[NB: I offer no explanation for my lengthy absence from this space, or for my return.]
I tried, and mostly failed, to exercise my honors class this
spring about the topic: what is a fact? (Every handful of years, a cohort
passes through this class with little enthusiasm for the course. This was the
year.)
There is, of course, a current semi-academic discourse about
the issue. Many critics disparage “alternative facts” as cherry-picked, phony,
or simply lies. More strategic critics counterattack campaigns that enlist
alleged facts in the prosecution of ideological warfare. Still more
sophisticated critics debate the meaning of facts in what some call a possibly
“post-fact” political era.
On the whole, the discussion is premised on the notion that
facts are patent, objective, knowable truths that exist in the world. According
to this notion, facts are discovered, as though they were mineral deposits
simply to be found. They are the antibody of fabrication—any artifice or
production rules out a thing being a fact.
This positivism is found in fringes of the fact discussion,
where it crosses the border into academic discourse, and the demise of facts is
blamed on one or another development of social, literary, and philosophical
thought—“postmodernism” or “deconstruction” or even “feminism” or “gender
studies.” Generally, this charge is made by academics who have not read the
main texts attributed to these developments, but have the vague idea that they
all spell doom for scientific knowledge, truth, and disciplinary method—if not
also for cardinal direction, physical laws, and matter. (I used to try to
educate my colleagues about these “movements,” even going so far as to suggest
that they try reading Jean-François Lyotard’s The Postmodern Condition, a report commissioned by the government
of Québec and published in 1977. It would seem odd that it took 40-50 years for
deconstruction and postmodernism to destroy facts, but perhaps the US is just
that much in the intellectual rear-guard.)
The fact is, facts are produced. They are assembled from
observation, hypothesis, theory, and, often enough, “common sense.” They are
debated, using methods of inquiry, by experts in every discipline. They are
never final, even when they are firmly established. Everyone who understands
any form of respectable method of inquiry should know this.
Instead, the discussion of facts usually takes the
treacherous shortcut of assertion: there are facts, there are no “alternative
facts,” there are multiple versions of facts, there are no facts, there is no
difference between facts and opinions, etc. None of these assertions
acknowledges the complexity of facts themselves. That’s too bad, especially for
critics of the current President and the “alt-right,” since it is precisely the
lack of any reasonable methodology for establishing their assertions of fact
that is most vexing. (Hint: someone saying it on Fox News does not count as a
reasonable methodology.) The political left has its (smaller) share of those
who seek to establish facts through bald assertion, too, and these people are
not helping.
I don’t have a lot of confidence that an honest discussion
of the construction of facts would improve the political situation. Too many
people have been trained to react to the dog whistles of demagogues and
advertisers. But the movement of high school students demanding that elected
representatives enact legislation that would make schools safer from gun
violence might make us optimistic. They have realized that thoughts and prayers
are not making them safer, and they seem to want change based on what to many
seems like a clear pattern of facts. They are much smarter than the dominating elite
in the country credit them to be. Perhaps there is a larger interest in
rational discussion of debatable facts, and debatable hypotheses to explain
those facts.
On the other hand, that didn't move my students this term.

§ What to do: In the essay on the nature of facts, which government commissioned Jean-François Lyotard's The Postmodern Condition?

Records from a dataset
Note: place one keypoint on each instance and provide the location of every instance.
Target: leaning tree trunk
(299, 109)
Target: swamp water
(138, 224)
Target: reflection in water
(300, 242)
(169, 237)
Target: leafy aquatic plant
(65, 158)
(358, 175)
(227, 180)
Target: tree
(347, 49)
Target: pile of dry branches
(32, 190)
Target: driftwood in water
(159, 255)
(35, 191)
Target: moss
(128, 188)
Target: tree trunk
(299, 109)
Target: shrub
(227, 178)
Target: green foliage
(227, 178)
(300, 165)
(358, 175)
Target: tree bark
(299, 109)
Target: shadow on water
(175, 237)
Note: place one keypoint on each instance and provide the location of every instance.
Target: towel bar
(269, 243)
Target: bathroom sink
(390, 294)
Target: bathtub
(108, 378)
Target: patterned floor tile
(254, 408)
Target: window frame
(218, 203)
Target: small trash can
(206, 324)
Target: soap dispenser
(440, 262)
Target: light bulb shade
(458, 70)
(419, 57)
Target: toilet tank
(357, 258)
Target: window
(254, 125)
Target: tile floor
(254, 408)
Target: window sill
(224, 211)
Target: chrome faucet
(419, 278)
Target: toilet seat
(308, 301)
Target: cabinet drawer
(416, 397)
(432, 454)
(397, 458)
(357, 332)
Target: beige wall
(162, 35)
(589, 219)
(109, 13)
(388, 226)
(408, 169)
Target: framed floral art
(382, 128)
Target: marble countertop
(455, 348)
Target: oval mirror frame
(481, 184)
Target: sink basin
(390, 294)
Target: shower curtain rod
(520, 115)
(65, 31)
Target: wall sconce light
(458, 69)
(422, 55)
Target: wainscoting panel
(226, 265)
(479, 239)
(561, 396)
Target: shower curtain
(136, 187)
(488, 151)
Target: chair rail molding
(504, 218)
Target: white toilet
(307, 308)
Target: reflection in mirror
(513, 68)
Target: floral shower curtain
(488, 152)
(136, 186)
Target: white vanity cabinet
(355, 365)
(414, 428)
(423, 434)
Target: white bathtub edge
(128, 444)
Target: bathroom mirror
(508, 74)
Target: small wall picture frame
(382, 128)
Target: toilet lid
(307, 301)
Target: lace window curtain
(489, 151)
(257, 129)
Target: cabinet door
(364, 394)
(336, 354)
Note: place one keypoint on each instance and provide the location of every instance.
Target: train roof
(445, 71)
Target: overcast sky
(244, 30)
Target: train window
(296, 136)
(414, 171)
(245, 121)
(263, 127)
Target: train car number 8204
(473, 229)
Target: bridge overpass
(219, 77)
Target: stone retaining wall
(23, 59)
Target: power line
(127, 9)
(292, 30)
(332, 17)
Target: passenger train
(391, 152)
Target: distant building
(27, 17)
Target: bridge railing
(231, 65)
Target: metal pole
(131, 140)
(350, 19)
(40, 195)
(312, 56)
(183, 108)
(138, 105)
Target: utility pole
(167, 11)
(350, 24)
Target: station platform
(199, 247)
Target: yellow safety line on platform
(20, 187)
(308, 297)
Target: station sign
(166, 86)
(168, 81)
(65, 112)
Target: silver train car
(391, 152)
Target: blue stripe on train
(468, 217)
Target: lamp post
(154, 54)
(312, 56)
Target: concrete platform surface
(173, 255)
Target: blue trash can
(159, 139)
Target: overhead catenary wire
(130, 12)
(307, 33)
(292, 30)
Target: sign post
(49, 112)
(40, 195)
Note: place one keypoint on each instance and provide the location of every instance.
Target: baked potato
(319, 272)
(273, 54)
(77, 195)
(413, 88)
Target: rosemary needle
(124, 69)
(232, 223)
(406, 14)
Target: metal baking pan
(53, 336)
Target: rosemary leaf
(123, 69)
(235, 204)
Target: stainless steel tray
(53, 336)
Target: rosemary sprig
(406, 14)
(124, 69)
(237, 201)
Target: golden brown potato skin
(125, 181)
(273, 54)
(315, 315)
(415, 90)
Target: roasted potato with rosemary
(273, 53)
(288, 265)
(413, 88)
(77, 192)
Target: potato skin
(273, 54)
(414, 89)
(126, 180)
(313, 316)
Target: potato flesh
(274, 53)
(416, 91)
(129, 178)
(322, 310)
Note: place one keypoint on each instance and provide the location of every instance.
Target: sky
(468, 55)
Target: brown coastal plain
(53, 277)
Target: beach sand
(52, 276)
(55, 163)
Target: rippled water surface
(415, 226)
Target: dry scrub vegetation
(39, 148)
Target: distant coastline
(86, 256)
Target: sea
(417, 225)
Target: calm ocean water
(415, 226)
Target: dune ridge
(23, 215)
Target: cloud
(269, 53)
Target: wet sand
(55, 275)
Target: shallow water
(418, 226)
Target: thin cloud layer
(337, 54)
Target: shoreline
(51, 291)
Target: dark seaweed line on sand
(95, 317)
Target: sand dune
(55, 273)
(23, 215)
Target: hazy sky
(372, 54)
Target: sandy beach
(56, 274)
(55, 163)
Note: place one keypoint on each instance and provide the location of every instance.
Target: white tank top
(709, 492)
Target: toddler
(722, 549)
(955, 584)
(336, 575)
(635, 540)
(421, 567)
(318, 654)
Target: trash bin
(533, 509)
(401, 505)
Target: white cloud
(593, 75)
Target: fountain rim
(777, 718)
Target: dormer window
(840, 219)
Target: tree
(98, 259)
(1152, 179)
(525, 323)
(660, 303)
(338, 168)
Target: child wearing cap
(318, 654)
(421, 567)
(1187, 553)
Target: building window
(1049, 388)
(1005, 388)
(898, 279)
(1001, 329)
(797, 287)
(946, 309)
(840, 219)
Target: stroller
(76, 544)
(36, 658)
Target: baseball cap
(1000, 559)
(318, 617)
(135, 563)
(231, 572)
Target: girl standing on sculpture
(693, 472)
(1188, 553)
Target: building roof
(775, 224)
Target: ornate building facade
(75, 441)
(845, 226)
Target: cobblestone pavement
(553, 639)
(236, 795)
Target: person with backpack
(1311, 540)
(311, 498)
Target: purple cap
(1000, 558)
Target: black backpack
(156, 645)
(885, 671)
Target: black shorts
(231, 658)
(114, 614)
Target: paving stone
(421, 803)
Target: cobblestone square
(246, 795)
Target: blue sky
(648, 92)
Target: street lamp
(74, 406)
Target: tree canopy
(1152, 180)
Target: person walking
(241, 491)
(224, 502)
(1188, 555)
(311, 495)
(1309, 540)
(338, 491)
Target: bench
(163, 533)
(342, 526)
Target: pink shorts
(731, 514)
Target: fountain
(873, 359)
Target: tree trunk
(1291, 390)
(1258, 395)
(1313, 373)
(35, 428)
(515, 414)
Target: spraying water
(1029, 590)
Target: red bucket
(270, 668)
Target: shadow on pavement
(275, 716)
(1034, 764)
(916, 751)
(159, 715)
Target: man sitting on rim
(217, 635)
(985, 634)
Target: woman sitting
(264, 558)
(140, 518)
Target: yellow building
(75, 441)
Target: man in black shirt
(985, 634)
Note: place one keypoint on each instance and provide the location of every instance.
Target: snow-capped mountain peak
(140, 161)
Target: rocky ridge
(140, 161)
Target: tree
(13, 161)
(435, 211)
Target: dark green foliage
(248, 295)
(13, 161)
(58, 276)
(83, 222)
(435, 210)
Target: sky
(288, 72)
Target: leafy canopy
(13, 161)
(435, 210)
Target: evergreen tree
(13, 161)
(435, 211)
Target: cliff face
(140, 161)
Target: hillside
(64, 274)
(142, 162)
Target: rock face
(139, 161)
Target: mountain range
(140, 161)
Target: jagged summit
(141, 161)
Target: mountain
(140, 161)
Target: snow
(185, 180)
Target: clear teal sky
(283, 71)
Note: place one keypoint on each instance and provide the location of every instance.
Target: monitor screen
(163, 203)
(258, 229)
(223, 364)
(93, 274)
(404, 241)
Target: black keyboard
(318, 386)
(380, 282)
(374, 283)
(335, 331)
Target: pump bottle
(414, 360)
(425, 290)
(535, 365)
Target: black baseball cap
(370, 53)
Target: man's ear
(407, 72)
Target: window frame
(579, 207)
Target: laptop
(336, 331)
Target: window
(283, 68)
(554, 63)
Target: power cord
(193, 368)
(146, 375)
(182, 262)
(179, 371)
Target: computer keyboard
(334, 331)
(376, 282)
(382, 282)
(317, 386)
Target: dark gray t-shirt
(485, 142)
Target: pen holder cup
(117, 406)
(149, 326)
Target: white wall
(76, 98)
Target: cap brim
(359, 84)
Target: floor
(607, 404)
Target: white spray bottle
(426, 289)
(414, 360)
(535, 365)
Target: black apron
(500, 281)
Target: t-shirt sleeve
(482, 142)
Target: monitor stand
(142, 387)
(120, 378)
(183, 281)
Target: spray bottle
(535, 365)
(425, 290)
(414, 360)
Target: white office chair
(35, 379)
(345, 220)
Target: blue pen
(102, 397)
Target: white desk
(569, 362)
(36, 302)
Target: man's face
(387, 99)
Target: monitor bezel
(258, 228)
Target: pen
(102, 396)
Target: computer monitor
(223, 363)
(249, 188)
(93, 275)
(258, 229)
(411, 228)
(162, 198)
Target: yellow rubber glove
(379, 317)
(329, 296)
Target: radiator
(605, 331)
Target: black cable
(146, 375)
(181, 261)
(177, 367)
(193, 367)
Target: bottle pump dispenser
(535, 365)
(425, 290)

§ Answer box: The government of Québec